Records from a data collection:
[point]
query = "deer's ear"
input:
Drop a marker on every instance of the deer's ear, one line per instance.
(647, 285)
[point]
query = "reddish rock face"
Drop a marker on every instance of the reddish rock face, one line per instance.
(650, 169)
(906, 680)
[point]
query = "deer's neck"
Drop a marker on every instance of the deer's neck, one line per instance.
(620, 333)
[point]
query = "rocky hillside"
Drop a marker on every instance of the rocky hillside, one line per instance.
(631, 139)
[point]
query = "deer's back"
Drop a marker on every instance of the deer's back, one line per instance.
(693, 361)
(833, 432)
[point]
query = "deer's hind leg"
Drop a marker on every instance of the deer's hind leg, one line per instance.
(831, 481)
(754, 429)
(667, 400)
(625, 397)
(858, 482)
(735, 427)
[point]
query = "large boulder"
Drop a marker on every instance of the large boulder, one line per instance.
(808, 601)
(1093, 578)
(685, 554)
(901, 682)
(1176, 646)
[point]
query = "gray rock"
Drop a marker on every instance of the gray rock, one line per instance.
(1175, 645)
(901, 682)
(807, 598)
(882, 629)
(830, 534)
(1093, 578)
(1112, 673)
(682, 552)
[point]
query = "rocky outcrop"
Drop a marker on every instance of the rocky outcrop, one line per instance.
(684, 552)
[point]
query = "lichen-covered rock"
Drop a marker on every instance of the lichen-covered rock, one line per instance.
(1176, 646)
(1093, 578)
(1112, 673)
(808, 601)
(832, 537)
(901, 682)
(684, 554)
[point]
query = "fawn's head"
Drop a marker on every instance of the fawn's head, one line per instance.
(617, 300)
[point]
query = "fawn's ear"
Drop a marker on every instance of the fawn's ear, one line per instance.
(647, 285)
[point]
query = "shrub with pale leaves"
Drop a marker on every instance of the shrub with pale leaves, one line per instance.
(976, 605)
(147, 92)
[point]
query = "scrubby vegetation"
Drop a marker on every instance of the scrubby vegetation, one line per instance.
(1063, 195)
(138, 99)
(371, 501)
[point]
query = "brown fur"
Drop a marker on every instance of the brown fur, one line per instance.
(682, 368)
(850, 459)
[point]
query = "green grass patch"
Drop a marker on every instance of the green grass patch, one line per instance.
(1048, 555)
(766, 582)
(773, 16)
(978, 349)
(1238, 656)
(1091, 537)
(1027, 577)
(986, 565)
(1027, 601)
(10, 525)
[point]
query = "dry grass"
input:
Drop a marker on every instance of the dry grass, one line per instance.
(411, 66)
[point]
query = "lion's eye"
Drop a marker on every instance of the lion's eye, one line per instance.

DIRECTION: Please find every line above that contains the word "pale" and copy each of those lines. Treat uppercase and lowercase as different.

THE RESULT:
query = "shrub with pale leaves"
Drop a marker on every instance of the shrub with pale leaves, one line per instance.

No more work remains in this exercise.